Source records.
-*-

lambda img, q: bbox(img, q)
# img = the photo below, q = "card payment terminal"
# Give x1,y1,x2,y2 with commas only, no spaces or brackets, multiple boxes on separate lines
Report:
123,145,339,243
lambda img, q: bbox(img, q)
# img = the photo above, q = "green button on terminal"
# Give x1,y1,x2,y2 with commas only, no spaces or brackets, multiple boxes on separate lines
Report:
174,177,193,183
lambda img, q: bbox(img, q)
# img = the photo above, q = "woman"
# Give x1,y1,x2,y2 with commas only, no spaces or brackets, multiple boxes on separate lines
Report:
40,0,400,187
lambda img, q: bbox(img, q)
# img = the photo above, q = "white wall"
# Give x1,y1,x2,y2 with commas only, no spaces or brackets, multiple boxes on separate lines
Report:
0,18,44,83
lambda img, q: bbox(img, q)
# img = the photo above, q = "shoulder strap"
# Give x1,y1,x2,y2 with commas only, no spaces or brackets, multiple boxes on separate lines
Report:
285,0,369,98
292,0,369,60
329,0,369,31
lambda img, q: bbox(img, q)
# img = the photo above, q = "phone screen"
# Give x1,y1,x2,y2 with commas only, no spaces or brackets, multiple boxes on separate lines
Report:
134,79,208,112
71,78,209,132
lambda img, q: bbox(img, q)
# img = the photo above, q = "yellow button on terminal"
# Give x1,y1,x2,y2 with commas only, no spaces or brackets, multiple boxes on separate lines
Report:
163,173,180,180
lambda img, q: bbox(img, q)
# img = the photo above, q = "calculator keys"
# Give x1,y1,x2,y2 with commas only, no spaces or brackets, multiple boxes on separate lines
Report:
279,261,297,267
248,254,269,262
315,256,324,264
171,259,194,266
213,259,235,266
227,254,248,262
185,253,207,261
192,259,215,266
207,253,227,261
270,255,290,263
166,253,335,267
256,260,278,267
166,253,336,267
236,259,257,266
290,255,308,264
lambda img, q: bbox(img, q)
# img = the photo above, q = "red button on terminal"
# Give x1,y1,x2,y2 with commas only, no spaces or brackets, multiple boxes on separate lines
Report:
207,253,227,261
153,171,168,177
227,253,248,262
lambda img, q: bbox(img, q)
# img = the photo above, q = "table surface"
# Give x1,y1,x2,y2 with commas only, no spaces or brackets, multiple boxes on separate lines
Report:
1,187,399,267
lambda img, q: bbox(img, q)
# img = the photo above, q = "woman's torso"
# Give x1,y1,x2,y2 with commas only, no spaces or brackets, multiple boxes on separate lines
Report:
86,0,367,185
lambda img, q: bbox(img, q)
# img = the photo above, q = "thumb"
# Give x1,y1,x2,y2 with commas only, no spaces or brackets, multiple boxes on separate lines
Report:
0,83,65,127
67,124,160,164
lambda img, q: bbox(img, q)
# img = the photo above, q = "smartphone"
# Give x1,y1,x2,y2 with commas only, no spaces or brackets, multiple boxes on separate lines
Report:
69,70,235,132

-*-

WHAT TO PRODUCE. Only a number is needed here: how many lines of the data include the word "button"?

WRITTEN RESPONSE. 3